---------- EXTRAIT

Extrait du sermon sur l’amour de Dieu.
Saint Justin nous dit que l'amour a ordinairement trois effets. Quand nous aimons quelqu'un, nous pensons souvent, et volontiers à lui ; nous donnons volontiers pour lui et nous souffrons volontiers pour lui : voilà, mes frères, ce que nous devons faire pour le bon Dieu, si nous l'aimons véritablement. Je dis
1. que nous devons souvent penser à Jésus-Christ. Rien n'est plus naturel que de penser à ceux qu'on aime. Voyez un avare : il n'est occupé que de ses biens ou du moyen de les augmenter ; seul ou en compagnie, rien n'est capable de le distraire de cette pensée. Voyez un libertin : la personne qui fait tout l'objet de son amour, ne le quitte guère plus que la respiration ; il y pense tellement que, souvent, son corps en est si accablé qu'il en est malade. Oh ! si nous avions le bonheur d'aimer autant Jésus-Christ qu'un avare aime son argent ou ses terres, qu'un ivrogne, son vin, qu'un libertin, l'objet de sa passion, ne serions-nous pas continuellement occupés de l'amour et des grandeurs de Jésus-Christ ? Hélas ! mes frères, nous nous occupons de mille choses qui, presque toutes, n'aboutissent à rien ; tandis que, pour Jésus-Christ, nous passons des heures et même des jours entiers sans nous souvenir de lui, ou d'une manière si faible, que nous croyons à peine ce que nous pensons. O mon Dieu, comment ne vous aime-t-on pas ! Cependant, mes frères, de tous nos amis y en a-t-il un plus généreux, plus bienfaisant ? Dites-moi, si nous avions bien pensé qu'en écoutant le démon qui nous portait au mal, nous avons grandement affligé Jésus-Christ, que nous l'avons fait mourir une seconde fois, aurions-nous eu ce courage ?... n'aurions-nous pas dit : Comment, mon Dieu, pourrais-je vous offenser, vous qui nous avez tant aimés ! Oui, mon Dieu, le jour et la nuit mon esprit et mon cœur ne seront occupés que de vous.

--------------------
---------- EXTRAIT DES DONNÉES

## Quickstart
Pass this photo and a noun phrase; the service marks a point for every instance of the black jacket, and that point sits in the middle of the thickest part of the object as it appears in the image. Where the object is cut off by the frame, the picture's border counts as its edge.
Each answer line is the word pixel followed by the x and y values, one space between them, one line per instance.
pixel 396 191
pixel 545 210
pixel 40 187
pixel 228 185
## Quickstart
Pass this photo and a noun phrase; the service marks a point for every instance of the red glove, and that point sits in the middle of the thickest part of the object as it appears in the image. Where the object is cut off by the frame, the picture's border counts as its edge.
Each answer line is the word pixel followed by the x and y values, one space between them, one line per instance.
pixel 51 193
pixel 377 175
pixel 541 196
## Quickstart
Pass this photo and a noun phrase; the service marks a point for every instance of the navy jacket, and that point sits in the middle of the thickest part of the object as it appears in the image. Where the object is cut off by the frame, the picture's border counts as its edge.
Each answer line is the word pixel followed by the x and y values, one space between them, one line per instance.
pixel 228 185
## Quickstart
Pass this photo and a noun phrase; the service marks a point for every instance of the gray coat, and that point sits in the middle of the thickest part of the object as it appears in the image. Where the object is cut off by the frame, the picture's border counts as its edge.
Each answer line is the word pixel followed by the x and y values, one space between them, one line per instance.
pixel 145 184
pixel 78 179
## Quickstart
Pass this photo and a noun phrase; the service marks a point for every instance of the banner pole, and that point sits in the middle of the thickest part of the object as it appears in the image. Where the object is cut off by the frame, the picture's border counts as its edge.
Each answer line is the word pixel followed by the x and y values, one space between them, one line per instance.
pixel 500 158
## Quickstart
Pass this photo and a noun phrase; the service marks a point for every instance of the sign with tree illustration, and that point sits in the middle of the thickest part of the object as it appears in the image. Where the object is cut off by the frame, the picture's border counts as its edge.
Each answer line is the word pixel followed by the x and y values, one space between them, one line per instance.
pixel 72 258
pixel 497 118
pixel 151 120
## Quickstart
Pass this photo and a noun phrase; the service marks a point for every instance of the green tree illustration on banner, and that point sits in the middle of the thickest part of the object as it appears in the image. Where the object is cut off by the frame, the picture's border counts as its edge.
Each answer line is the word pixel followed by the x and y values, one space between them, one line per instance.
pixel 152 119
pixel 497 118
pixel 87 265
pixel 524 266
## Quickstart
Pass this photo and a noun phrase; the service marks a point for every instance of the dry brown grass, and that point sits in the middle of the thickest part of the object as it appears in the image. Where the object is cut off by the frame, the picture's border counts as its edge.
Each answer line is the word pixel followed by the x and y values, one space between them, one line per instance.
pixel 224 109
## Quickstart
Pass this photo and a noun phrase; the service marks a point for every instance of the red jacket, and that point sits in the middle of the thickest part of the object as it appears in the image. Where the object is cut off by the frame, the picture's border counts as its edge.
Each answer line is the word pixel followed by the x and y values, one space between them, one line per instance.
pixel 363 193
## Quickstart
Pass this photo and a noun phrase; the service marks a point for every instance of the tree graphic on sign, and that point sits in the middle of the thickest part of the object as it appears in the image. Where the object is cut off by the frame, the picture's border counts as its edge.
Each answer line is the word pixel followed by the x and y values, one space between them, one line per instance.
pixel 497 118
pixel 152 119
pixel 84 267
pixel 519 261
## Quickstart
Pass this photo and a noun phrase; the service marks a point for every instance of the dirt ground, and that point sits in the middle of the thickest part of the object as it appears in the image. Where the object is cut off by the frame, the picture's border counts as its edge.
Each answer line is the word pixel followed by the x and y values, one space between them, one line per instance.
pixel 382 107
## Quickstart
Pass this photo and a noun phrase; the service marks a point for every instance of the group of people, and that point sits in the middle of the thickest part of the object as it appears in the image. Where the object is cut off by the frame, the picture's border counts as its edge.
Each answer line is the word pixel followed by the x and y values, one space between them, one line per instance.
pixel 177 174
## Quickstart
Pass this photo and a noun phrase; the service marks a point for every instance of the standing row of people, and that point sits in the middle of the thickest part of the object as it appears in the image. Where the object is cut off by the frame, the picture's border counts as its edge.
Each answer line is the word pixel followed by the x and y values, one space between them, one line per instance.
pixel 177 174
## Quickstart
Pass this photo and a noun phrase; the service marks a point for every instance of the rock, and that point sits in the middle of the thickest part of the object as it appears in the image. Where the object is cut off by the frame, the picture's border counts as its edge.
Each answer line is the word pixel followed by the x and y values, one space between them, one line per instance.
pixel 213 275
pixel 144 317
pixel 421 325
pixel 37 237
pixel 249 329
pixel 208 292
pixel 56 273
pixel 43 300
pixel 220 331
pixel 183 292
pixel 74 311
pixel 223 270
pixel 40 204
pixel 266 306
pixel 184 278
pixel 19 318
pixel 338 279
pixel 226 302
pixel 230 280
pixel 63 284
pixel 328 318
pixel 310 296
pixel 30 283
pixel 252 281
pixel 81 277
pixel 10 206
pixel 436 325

--------------------

CONSIGNES:
(1) Énumérez les trois effets de l'amour que le sermon sur l'amour de Dieu attribue à saint Justin.
(2) Réécrivez sous forme de liste concise le paragraphe du sermon sur l'amour de Dieu qui commence par « 1. que nous devons souvent penser à Jésus-Christ », en conservant ses idées principales.
(3) Poursuivez le sermon sur l'amour de Dieu au-delà de sa dernière phrase.

RÉPONSES:
(1)
- Penser souvent et volontiers à la personne aimée
- Donner volontiers pour elle
- Souffrir volontiers pour elle

(2)
- Nous devons penser souvent à Jésus-Christ, car il est naturel de penser à ceux qu'on aime.
- L'avare ne pense qu'à ses biens. Le libertin pense sans cesse à l'objet de son amour, au point d'en tomber malade.
- Si nous aimions Jésus-Christ autant que l'avare aime son argent, l'ivrogne son vin ou le libertin sa passion, nous serions continuellement occupés de lui.
- Or nous nous occupons de mille choses qui n'aboutissent presque à rien. Nous passons des heures, voire des jours entiers, sans nous souvenir de lui, ou seulement très faiblement.
- Pourtant, aucun de nos amis n'est plus généreux ni plus bienfaisant que lui.
- Si nous avions pensé qu'en écoutant le démon nous affligions Jésus-Christ et le faisions mourir une seconde fois, nous n'aurions pas eu le courage de pécher.
- La résolution à prendre est la suivante : que l'esprit et le cœur ne soient occupés que de Dieu, le jour comme la nuit.

(3)
2. Je dis que si nous aimons véritablement le bon Dieu, nous lui donnerons tout ce qu'il est en notre pouvoir de lui donner, et cela, avec un grand plaisir. Si nous avons du bien, faisons-en part aux pauvres, c'est comme si nous le donnions à Jésus-Christ lui-même ; c'est lui qui nous dit dans l'évangile : « Tout ce que vous donnerez au moindre des miens, c'est-à-dire aux pauvres, c'est comme si vous le donniez à moi-même. » Quel bonheur, mes frères, pour une créature, de pouvoir être libérale envers son créateur, son Dieu et son Sauveur ! Ce ne sont pas seulement les riches qui peuvent donner ; mais tous les chrétiens, même les plus pauvres. Nous n'avons pas tous des biens pour les donner à Jésus-Christ dans la personne des pauvres ; mais nous avons tous un cœur, et c'est précisément de ce présent qu'il est le plus jaloux ; c'est celui-là qu'il demande avec tant d'empressement. Dites-moi, mes frères, pourrions-nous lui refuser ce qu'il nous demande avec tant d'instances, lui qui ne nous a créés que pour lui ? Ah ! si nous y pensions bien, ne dirions-nous pas au divin Sauveur : « Seigneur, je ne suis qu'un pécheur, ayez pitié de moi ; me voilà tout à vous. » Que nous serions heureux si nous faisions cette offrande universelle au bon Dieu ! que notre récompense serait grande !...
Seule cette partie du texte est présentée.